Amel Chekkat : « Le combat féministe en Algérie manque de reconnaissance »

La militante pour les droits des femmes en Algérie a accepté de répondre à quelques question du « Monde arabe ».

« Les Algériennes ont toujours pris part à part entière aux luttes qui se jouent en Algérie. […] Et c’est en cela que l’égalité hommes-femmes est plus que nécessaire, car rien ne doit différencier un homme d’une femme en Algérie au regard de la loi et des droits », estime Amel Chekkat, tandis qu’avait lieu, dimanche dernier, une nouvelle manifestation à Paris contre le pouvoir algérien.

LMA : Beaucoup de militantes féministes algériennes ont brandi des slogans appelant à la révision du code de la famille algérien. Qu’avez-vous à dire sur ce code et selon vous qu’y a-t-il à amender ?

AC : Le Code de la Famille est surnommé le « Code de la Honte ». Il fait de la femme algérienne une « mineure à vie », c’est-à-dire qu’elle est régie par une multitude d’articles de loi issus de la Charia islamique , et qui ne lui garantissent pas l’égalité avec les Hommes  devant la loi. Les activistes algériennes réclament l’abrogation totale de ce Code de la Honte.

Comment jugez-vous la situation actuelle des femmes en Algérie ? Quid de leur combat ?

* _Consigne A_
Comptez les lignes des entrées où figure le mot « table ». Donnez seulement ce nombre.
L'entretien et les entrées n'ont aucun rapport entre eux.

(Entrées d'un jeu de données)
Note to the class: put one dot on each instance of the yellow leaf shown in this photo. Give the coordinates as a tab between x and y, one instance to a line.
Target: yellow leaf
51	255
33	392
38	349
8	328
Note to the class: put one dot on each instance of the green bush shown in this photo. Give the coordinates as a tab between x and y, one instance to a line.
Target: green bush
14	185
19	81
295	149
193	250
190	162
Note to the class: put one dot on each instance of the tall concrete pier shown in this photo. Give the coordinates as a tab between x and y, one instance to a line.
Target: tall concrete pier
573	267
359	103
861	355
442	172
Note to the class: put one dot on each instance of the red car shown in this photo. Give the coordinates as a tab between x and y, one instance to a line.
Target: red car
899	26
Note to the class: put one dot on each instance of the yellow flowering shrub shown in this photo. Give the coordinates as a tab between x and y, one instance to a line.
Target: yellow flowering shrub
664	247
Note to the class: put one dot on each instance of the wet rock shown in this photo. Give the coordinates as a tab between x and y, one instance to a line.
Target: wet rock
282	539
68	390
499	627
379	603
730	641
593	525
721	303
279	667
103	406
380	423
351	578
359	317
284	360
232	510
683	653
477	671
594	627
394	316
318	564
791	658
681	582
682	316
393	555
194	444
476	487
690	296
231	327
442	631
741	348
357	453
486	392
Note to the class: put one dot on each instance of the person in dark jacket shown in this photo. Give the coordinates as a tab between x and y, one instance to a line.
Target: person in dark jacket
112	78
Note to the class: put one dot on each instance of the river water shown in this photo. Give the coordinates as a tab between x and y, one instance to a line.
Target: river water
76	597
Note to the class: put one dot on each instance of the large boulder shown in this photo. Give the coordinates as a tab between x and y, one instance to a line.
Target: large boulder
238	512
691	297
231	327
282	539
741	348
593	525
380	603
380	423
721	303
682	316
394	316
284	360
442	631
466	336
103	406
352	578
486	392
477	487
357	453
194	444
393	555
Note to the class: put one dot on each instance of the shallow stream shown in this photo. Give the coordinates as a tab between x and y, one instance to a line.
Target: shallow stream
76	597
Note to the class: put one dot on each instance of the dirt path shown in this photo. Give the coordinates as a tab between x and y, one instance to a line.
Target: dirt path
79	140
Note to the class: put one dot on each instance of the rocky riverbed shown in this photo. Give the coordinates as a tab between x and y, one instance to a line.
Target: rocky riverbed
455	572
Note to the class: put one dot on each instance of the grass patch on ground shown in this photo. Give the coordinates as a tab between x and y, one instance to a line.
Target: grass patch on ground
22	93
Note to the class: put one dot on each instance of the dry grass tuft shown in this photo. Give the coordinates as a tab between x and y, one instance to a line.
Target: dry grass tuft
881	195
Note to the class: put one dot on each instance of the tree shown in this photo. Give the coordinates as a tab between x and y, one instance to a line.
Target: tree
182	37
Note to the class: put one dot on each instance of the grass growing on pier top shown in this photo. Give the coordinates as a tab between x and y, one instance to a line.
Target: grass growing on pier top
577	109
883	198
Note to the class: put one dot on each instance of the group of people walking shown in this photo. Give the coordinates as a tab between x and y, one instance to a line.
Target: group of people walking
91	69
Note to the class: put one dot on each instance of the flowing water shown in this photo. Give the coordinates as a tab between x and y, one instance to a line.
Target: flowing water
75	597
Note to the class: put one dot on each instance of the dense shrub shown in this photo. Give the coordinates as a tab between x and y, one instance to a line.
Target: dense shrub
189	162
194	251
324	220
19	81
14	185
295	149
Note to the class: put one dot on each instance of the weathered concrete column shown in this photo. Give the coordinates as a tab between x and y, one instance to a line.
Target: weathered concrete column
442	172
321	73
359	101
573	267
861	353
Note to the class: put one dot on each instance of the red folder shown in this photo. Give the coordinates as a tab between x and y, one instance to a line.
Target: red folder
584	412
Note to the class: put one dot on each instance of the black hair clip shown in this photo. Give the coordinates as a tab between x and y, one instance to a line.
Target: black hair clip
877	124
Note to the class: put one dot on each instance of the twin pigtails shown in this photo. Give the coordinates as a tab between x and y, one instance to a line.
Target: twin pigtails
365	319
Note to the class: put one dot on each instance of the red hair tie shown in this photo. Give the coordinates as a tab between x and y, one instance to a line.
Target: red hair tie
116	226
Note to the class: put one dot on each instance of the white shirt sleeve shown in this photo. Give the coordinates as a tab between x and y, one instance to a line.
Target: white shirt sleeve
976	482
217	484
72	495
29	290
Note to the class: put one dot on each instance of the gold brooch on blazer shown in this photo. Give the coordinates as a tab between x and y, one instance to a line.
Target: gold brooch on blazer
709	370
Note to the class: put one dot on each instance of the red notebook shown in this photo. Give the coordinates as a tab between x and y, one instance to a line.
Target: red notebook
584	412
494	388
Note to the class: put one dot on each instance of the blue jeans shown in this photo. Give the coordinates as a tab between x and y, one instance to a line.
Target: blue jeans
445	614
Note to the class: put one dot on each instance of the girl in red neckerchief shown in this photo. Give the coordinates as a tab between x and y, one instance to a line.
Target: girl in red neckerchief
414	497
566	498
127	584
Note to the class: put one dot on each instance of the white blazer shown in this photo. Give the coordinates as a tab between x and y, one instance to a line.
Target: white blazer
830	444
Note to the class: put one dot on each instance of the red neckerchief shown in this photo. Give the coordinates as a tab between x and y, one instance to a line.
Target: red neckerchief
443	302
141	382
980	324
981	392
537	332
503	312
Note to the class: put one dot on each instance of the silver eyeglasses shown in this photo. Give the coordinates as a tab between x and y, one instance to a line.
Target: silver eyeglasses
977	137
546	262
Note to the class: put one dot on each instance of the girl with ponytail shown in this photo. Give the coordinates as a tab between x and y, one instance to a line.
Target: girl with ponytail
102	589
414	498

* * *

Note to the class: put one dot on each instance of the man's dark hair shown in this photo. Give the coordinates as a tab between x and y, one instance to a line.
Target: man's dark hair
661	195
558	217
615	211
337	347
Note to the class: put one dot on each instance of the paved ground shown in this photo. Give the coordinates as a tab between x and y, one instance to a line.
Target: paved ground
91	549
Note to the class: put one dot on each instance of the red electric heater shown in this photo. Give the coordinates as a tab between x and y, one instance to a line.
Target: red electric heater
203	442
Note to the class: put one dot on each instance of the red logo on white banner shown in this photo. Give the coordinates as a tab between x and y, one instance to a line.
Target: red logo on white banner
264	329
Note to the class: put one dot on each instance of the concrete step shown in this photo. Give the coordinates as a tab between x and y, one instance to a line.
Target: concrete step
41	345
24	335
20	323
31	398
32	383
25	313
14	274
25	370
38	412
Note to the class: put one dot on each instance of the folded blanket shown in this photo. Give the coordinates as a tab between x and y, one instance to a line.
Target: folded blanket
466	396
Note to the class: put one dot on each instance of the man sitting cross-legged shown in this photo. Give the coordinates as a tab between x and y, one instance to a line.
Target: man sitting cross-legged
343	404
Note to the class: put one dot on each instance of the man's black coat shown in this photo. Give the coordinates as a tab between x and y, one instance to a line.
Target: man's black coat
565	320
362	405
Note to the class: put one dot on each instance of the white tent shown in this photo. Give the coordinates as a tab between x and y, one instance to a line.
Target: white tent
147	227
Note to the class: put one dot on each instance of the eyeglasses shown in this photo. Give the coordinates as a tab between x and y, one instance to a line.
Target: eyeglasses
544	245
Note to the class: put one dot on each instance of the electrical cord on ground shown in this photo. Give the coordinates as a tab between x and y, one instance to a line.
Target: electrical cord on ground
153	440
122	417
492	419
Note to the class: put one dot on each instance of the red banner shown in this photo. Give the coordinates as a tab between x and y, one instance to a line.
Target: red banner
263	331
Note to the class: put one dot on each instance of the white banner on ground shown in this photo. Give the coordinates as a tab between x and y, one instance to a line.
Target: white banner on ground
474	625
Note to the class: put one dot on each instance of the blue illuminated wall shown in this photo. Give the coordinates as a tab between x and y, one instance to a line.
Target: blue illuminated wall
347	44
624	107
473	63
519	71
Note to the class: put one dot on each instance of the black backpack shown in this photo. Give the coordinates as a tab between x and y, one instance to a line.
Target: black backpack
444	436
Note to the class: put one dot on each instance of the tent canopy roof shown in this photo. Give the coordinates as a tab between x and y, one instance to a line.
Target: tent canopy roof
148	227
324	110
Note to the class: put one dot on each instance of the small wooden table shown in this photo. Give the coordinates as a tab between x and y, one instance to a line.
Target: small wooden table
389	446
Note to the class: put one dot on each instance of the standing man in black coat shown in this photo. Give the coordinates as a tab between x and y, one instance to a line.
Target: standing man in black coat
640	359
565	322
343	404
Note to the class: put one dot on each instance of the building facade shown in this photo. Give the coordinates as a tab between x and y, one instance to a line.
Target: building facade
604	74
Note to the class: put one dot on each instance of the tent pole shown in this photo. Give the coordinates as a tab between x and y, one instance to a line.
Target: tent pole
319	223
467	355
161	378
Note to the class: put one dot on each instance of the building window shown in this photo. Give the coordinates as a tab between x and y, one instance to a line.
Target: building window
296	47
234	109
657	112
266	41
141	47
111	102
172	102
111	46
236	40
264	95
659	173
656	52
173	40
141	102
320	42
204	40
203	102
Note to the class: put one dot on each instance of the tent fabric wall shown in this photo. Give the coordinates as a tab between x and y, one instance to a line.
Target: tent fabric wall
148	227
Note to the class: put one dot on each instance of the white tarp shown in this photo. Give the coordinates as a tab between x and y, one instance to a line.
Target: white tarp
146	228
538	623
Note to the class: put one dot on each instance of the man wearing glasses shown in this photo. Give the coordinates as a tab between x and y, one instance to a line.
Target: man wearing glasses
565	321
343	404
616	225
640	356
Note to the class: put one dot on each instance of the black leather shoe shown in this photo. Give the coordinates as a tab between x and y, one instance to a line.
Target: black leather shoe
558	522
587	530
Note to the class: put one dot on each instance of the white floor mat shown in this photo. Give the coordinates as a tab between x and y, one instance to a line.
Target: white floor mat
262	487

* _Consigne B_
Recopiez tel quel le passage de l'entretien sur le féminisme en Algérie, de « La militante pour » à « a-t-il à amender ? ».

* _Réponse A_
2

* _Réponse B_
La militante pour les droits des femmes en Algérie a accepté de répondre à quelques question du « Monde arabe ».

« Les Algériennes ont toujours pris part à part entière aux luttes qui se jouent en Algérie. […] Et c’est en cela que l’égalité hommes-femmes est plus que nécessaire, car rien ne doit différencier un homme d’une femme en Algérie au regard de la loi et des droits », estime Amel Chekkat, tandis qu’avait lieu, dimanche dernier, une nouvelle manifestation à Paris contre le pouvoir algérien.

LMA : Beaucoup de militantes féministes algériennes ont brandi des slogans appelant à la révision du code de la famille algérien. Qu’avez-vous à dire sur ce code et selon vous qu’y a-t-il à amender ?